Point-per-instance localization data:
*** Begin section ***

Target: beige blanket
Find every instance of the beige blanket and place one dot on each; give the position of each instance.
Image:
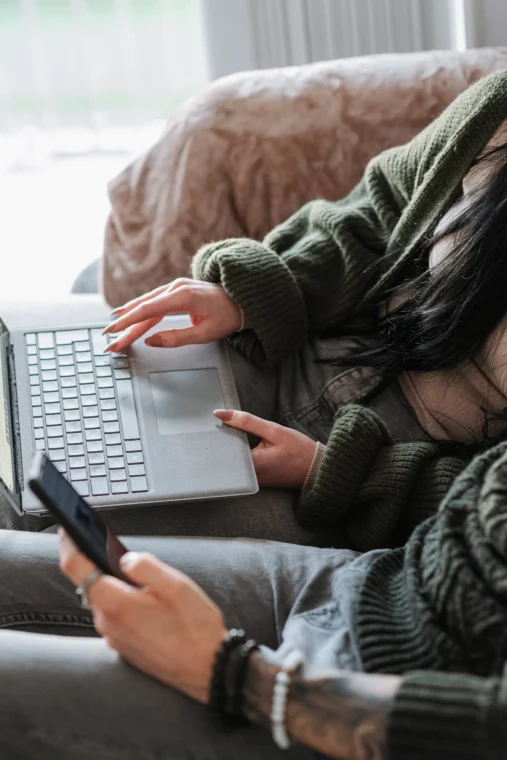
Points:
(254, 147)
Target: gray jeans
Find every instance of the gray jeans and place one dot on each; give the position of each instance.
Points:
(69, 697)
(303, 393)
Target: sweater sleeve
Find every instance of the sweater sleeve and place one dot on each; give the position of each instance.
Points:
(375, 490)
(446, 716)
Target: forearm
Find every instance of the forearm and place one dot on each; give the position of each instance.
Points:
(342, 715)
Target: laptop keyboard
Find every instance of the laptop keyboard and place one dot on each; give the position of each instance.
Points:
(83, 411)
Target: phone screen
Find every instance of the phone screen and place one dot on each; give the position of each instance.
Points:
(84, 526)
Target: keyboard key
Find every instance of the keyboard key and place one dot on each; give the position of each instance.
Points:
(54, 419)
(48, 364)
(122, 374)
(86, 377)
(121, 363)
(138, 484)
(73, 427)
(100, 371)
(45, 340)
(110, 416)
(115, 463)
(94, 446)
(127, 407)
(121, 487)
(71, 336)
(112, 440)
(136, 469)
(55, 443)
(82, 487)
(67, 371)
(76, 462)
(111, 427)
(86, 390)
(47, 353)
(114, 451)
(97, 470)
(135, 457)
(55, 432)
(100, 486)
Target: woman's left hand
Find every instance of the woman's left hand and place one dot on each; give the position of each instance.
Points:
(170, 629)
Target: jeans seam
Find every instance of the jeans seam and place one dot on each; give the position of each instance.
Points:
(45, 618)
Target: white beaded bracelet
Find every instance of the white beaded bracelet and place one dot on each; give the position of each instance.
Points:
(279, 703)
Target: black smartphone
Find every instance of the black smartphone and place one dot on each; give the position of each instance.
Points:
(83, 525)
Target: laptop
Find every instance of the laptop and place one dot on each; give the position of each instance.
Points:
(126, 429)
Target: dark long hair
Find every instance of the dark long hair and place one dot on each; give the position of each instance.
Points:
(448, 314)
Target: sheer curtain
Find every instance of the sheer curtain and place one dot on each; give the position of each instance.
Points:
(248, 34)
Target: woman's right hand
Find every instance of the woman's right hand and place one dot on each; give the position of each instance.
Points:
(212, 312)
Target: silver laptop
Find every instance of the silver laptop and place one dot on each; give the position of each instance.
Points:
(126, 429)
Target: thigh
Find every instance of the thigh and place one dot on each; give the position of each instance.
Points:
(74, 699)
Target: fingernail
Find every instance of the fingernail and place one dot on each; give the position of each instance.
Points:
(155, 341)
(128, 560)
(223, 414)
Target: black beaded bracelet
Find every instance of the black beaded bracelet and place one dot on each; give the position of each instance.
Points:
(218, 696)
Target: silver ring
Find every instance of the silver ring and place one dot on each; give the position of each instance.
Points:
(84, 589)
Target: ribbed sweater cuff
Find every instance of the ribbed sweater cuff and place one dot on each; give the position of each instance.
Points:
(446, 717)
(264, 289)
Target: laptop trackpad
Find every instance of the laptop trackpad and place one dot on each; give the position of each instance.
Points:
(184, 400)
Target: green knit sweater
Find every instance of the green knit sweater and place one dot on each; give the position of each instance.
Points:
(328, 264)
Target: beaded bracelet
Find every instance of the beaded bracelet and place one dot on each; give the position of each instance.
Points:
(218, 696)
(280, 692)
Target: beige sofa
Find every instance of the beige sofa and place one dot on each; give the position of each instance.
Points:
(253, 147)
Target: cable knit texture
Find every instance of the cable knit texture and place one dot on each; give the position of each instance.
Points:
(441, 601)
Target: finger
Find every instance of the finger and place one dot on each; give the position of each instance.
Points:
(248, 422)
(159, 306)
(164, 581)
(131, 334)
(184, 336)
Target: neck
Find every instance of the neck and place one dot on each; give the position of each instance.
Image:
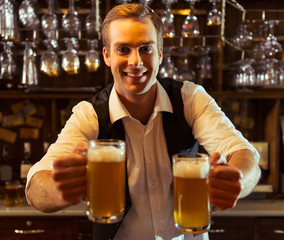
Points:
(141, 106)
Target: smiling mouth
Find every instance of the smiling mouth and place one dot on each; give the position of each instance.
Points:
(135, 75)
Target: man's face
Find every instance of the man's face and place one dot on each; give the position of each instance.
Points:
(133, 56)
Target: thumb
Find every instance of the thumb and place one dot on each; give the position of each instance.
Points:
(217, 158)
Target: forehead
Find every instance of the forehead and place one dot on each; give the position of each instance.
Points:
(132, 31)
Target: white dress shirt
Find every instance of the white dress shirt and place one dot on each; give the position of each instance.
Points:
(148, 163)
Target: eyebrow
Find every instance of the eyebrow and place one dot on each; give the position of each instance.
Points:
(122, 44)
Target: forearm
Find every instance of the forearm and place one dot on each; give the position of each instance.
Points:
(42, 193)
(246, 162)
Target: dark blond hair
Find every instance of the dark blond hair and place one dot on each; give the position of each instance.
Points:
(132, 10)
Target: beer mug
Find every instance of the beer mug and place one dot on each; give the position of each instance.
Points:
(191, 192)
(106, 180)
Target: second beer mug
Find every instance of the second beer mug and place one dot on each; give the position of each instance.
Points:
(106, 180)
(191, 192)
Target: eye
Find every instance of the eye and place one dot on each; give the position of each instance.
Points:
(122, 50)
(147, 49)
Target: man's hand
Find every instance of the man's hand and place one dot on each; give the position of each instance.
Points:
(225, 183)
(69, 175)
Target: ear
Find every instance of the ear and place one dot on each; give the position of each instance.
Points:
(160, 56)
(106, 57)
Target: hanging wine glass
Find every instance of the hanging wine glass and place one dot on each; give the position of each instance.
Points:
(167, 68)
(9, 27)
(71, 23)
(190, 25)
(204, 66)
(123, 1)
(146, 2)
(241, 36)
(28, 16)
(272, 46)
(70, 59)
(49, 23)
(7, 63)
(49, 61)
(29, 73)
(214, 16)
(92, 58)
(93, 21)
(168, 19)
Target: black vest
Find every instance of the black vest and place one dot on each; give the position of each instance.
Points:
(178, 135)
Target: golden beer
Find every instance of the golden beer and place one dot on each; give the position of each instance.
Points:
(191, 194)
(105, 183)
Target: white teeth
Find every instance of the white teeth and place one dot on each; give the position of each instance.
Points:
(135, 74)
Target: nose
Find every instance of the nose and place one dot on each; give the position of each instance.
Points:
(135, 59)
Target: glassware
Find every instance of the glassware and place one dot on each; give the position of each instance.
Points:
(146, 2)
(214, 16)
(245, 74)
(49, 61)
(7, 63)
(204, 66)
(123, 1)
(272, 46)
(92, 58)
(281, 73)
(241, 36)
(8, 21)
(27, 15)
(267, 72)
(106, 180)
(70, 59)
(190, 26)
(168, 19)
(49, 23)
(71, 23)
(93, 21)
(167, 68)
(29, 73)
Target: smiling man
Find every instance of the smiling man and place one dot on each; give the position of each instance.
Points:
(156, 118)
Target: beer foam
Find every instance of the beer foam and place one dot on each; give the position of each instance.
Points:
(105, 154)
(186, 169)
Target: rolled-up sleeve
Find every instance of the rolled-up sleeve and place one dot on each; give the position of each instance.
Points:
(213, 130)
(81, 126)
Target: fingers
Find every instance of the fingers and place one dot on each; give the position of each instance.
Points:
(68, 173)
(81, 148)
(73, 159)
(73, 195)
(225, 186)
(226, 172)
(214, 158)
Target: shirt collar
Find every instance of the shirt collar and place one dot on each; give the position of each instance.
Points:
(118, 111)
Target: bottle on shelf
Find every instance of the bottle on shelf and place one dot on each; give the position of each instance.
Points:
(6, 170)
(26, 162)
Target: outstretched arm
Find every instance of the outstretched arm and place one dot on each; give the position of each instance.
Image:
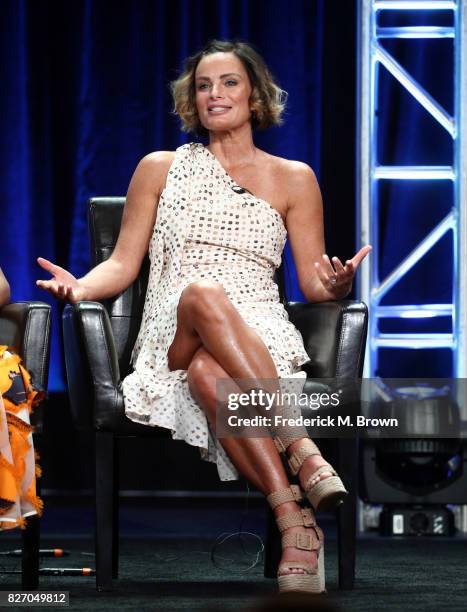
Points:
(321, 278)
(4, 290)
(118, 272)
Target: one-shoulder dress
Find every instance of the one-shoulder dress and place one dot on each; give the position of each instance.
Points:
(207, 228)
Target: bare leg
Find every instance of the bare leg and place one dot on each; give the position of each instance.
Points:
(257, 459)
(206, 317)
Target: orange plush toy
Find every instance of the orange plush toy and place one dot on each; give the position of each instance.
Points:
(18, 469)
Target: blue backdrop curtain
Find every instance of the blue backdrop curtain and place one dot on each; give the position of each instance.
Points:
(85, 96)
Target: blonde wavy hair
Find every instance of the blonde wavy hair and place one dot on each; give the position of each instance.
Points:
(267, 101)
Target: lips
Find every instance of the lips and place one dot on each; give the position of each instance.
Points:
(218, 109)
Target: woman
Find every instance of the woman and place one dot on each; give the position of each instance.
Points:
(18, 471)
(212, 310)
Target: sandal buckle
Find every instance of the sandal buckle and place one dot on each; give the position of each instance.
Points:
(308, 519)
(279, 445)
(304, 541)
(295, 464)
(296, 492)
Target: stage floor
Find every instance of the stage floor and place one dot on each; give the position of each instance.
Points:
(169, 561)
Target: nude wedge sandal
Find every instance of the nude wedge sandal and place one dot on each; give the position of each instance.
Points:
(312, 580)
(323, 494)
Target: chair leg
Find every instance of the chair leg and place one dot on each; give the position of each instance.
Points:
(115, 508)
(104, 506)
(347, 512)
(30, 541)
(30, 554)
(273, 548)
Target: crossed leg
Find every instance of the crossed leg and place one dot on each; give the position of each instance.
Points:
(212, 341)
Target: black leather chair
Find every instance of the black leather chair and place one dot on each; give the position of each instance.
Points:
(26, 327)
(98, 342)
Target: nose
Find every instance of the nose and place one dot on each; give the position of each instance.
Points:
(216, 90)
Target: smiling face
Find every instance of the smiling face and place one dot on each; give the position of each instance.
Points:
(223, 92)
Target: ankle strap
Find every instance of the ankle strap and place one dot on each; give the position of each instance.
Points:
(311, 540)
(307, 449)
(292, 493)
(283, 441)
(296, 519)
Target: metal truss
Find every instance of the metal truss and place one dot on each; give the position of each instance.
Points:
(373, 58)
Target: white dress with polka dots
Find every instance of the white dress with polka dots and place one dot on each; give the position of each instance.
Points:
(206, 230)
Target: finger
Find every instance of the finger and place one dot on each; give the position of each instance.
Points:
(61, 291)
(47, 265)
(329, 280)
(349, 267)
(360, 256)
(339, 268)
(328, 267)
(70, 294)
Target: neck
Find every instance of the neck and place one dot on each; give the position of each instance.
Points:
(235, 148)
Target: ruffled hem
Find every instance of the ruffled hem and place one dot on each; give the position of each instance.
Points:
(180, 414)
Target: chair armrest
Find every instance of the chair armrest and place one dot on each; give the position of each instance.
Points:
(334, 335)
(26, 327)
(91, 361)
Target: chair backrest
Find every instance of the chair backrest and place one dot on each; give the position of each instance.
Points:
(126, 309)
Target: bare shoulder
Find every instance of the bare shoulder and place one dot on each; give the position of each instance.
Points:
(290, 170)
(295, 178)
(157, 162)
(153, 169)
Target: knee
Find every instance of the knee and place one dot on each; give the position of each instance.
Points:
(201, 379)
(205, 299)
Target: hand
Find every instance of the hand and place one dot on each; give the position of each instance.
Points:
(336, 278)
(63, 285)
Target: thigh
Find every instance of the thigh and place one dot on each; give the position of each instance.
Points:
(202, 376)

*** End section ***

*Exercise objective*. Go through the data above and copy each line that holds the word "curtain".

*Solved exercise*.
Target: sheer curtain
Find every instance of the sheer curtain and place one dot on each; give the position of each instance.
Target: blue backdrop curtain
Find every instance of the blue backdrop curtain and place one dot on each; give the position of each instance.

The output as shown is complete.